* [Task]
Would it be possible to write out each entry below exactly, without the pictures?
··· Material supplied ···
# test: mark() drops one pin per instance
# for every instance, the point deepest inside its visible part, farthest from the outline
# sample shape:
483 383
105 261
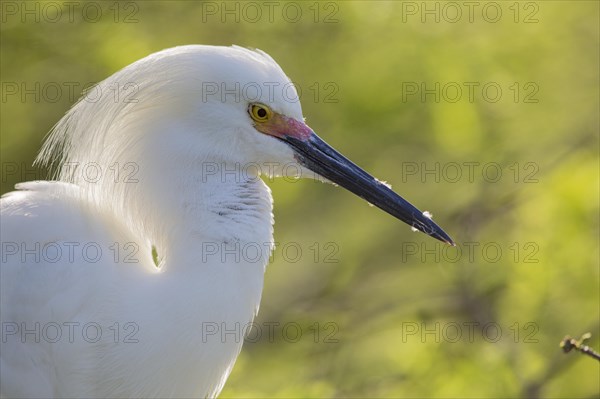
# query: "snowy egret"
···
* [Reply to the task]
# test: mark() drops one pin per instance
# for every instance, the point deepest inside its visible part, farthest from the outline
# sample shape:
483 383
105 261
# query: "snowy egret"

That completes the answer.